■ ASSIGNED TASK:
When the line containing "class is: distant" is reached, begin transcribing. Continue exactly through the final line of the listing, and return nothing else.

* * * * * * *

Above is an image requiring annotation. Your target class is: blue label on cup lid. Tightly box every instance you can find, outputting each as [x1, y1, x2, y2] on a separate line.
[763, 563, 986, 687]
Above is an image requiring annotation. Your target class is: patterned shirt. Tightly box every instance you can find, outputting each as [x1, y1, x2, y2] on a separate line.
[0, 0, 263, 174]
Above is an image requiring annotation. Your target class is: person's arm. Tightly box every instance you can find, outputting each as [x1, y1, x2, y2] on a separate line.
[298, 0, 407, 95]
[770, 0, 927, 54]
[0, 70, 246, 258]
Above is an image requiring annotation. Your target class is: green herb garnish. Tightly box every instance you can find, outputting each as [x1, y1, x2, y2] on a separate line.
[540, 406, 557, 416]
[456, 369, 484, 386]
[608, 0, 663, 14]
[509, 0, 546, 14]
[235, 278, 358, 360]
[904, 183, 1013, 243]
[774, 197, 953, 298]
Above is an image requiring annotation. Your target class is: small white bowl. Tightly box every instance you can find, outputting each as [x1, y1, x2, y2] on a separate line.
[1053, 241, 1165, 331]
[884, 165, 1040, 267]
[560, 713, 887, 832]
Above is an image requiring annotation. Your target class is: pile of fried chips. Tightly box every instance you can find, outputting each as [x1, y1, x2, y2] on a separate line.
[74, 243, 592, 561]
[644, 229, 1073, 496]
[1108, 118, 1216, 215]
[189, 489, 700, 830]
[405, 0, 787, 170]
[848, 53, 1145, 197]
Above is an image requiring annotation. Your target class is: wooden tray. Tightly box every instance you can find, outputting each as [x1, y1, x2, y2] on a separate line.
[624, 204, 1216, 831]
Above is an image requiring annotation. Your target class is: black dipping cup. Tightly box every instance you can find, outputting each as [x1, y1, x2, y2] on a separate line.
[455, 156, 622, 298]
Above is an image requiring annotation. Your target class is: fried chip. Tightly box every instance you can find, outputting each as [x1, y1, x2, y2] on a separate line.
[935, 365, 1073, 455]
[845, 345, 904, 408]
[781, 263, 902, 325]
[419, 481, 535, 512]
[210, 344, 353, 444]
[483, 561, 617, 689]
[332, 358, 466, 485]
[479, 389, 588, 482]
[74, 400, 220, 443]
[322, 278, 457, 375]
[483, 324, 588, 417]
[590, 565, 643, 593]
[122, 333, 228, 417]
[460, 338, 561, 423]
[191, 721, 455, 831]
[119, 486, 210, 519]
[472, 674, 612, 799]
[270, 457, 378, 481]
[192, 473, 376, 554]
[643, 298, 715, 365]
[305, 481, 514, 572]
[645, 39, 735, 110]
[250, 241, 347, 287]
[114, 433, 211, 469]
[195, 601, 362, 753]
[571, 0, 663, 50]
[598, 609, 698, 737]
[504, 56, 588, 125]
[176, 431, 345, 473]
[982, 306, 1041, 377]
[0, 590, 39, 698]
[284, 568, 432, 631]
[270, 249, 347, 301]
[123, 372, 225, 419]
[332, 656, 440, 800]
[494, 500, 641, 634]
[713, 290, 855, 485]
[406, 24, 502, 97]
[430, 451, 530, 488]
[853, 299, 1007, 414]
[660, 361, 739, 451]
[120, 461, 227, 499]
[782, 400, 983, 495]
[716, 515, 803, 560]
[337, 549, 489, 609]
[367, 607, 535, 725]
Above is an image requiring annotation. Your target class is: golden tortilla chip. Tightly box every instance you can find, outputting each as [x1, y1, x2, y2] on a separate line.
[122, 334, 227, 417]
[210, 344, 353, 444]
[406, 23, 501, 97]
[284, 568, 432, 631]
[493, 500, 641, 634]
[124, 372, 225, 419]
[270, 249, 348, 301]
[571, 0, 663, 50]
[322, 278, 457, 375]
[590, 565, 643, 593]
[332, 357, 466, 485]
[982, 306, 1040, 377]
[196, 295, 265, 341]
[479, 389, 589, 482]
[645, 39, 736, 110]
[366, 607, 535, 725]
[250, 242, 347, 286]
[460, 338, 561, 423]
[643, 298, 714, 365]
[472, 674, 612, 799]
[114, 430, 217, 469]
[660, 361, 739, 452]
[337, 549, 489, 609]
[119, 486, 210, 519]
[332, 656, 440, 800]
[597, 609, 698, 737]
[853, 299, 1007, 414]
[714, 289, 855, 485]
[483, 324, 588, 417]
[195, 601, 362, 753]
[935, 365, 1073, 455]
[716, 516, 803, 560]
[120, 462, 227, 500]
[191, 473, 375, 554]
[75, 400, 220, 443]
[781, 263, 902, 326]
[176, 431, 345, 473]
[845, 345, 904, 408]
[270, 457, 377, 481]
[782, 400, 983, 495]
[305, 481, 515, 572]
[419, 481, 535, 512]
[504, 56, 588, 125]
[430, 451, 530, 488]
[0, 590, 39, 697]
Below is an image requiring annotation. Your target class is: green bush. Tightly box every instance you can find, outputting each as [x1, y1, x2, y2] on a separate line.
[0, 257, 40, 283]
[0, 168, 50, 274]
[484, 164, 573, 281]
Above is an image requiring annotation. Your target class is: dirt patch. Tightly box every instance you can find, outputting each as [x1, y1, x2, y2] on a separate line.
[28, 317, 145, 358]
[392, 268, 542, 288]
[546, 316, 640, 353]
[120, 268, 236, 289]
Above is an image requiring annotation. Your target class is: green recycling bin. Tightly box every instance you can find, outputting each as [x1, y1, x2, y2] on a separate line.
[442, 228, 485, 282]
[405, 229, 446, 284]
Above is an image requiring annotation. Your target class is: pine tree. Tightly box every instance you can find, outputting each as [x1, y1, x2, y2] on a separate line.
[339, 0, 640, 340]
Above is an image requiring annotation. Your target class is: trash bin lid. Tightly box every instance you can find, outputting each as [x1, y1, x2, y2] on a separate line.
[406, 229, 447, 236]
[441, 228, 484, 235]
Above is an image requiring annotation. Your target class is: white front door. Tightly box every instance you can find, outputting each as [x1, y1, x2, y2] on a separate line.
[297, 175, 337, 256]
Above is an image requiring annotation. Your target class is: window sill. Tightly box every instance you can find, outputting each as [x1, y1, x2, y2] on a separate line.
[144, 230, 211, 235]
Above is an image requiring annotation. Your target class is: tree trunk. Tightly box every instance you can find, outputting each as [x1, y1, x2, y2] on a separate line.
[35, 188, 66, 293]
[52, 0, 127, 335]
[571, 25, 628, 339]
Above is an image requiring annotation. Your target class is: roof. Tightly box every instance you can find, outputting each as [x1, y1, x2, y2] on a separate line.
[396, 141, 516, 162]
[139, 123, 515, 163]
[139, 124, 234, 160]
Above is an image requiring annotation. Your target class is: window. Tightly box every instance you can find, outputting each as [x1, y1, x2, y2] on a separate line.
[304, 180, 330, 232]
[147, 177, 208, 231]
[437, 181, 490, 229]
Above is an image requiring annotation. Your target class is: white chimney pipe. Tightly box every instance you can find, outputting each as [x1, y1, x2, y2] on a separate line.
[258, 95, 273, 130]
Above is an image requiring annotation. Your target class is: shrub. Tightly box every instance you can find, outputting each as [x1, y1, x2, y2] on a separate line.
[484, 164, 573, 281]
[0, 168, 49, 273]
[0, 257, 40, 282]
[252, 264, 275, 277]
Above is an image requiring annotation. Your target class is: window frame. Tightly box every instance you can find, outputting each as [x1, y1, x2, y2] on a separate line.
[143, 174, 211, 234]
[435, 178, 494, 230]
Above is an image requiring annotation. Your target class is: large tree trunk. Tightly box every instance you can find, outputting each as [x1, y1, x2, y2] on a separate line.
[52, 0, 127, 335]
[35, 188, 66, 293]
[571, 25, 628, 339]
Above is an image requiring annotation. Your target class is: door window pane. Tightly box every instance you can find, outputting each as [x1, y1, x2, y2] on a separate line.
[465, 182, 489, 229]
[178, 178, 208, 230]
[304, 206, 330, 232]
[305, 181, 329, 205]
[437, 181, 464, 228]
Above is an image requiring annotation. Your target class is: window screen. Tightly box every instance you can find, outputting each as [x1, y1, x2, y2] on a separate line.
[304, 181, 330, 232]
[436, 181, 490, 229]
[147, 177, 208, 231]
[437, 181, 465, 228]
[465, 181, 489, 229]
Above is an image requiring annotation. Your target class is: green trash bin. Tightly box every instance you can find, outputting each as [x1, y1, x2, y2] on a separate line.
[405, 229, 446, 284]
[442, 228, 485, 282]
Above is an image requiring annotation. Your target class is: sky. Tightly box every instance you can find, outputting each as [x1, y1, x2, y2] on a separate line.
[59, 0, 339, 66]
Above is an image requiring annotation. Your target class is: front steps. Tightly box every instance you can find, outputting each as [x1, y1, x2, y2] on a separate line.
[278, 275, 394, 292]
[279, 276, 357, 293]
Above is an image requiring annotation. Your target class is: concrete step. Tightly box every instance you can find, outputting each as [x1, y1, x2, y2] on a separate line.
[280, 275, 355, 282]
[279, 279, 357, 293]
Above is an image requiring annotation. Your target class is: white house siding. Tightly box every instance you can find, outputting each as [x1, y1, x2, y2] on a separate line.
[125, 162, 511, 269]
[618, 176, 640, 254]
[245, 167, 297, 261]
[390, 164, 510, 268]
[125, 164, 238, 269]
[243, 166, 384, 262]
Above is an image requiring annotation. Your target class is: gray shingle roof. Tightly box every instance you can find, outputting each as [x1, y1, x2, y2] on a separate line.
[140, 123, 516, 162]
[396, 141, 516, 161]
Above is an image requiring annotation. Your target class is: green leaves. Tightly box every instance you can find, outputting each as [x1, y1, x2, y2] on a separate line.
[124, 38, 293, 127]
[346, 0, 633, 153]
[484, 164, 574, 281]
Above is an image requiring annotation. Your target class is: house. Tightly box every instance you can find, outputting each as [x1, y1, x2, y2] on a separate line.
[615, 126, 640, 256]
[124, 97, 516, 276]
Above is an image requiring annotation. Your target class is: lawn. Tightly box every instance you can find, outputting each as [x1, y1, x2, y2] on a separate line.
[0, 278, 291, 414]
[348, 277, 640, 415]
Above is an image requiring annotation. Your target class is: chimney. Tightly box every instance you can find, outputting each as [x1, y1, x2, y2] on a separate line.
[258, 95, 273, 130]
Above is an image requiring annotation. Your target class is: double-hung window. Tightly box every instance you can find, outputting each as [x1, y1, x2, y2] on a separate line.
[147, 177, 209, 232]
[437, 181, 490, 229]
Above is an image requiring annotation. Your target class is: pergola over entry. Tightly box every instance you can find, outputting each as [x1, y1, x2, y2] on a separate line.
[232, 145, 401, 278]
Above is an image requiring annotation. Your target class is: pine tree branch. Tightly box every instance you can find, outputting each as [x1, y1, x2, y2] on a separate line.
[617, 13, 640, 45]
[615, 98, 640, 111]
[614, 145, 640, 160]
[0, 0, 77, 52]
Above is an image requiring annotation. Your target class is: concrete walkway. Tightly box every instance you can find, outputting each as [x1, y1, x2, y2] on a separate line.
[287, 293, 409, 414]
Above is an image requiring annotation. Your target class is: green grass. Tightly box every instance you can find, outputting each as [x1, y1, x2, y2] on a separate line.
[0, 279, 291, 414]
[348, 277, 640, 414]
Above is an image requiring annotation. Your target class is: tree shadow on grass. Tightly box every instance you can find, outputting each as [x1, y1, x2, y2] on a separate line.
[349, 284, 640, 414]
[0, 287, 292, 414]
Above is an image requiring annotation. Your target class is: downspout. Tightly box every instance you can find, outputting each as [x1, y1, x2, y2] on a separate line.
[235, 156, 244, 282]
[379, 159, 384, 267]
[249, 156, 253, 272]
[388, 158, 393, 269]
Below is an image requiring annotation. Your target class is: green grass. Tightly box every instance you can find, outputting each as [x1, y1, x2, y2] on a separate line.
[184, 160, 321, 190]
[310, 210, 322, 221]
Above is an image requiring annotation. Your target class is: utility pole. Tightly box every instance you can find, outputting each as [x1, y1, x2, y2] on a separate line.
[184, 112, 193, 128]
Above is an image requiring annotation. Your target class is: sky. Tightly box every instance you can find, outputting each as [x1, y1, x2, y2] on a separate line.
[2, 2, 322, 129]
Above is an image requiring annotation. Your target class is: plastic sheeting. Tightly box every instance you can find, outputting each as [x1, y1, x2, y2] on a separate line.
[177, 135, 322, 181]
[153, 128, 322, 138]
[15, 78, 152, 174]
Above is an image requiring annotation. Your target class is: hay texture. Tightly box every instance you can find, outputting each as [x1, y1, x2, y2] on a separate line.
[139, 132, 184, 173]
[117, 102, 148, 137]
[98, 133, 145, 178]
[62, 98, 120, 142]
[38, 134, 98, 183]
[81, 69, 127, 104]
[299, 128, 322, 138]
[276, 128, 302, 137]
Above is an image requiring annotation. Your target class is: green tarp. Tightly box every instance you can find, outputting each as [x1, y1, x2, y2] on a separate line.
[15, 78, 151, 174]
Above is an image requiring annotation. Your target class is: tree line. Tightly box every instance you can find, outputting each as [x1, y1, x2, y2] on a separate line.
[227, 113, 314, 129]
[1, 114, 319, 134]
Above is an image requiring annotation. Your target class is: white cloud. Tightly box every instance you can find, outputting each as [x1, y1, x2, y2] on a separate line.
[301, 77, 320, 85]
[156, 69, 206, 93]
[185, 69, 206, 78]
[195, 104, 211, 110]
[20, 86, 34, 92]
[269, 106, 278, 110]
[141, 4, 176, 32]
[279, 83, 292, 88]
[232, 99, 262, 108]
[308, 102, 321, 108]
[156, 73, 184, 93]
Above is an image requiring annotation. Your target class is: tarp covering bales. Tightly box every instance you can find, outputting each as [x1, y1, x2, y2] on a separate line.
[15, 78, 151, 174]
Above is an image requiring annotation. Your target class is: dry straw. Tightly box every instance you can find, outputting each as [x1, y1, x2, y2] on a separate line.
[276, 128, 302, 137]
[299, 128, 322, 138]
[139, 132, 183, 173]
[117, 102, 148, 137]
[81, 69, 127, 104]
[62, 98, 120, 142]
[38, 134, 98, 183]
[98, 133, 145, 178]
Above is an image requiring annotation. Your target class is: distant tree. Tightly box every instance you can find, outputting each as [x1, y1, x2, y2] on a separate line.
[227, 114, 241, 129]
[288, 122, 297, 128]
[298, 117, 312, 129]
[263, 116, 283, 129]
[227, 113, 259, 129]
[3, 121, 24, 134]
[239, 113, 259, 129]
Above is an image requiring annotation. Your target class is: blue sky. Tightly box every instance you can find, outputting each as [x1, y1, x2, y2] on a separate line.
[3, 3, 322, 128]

* * * * * * *

■ RESPONSE AREA:
Above is an image requiring annotation. Your target class is: distant tree. Tightly box every instance you can find, outputting each as [x1, y1, x2, y2] on a separate line.
[227, 114, 241, 129]
[288, 122, 297, 128]
[298, 117, 312, 129]
[263, 116, 283, 129]
[227, 113, 259, 129]
[3, 121, 24, 134]
[239, 113, 259, 129]
Above is an image requiring annotation. Your target class is: blue sky. Tightly box every instance you can find, outputting each as [x1, y1, x2, y2] on a separate line.
[3, 3, 322, 128]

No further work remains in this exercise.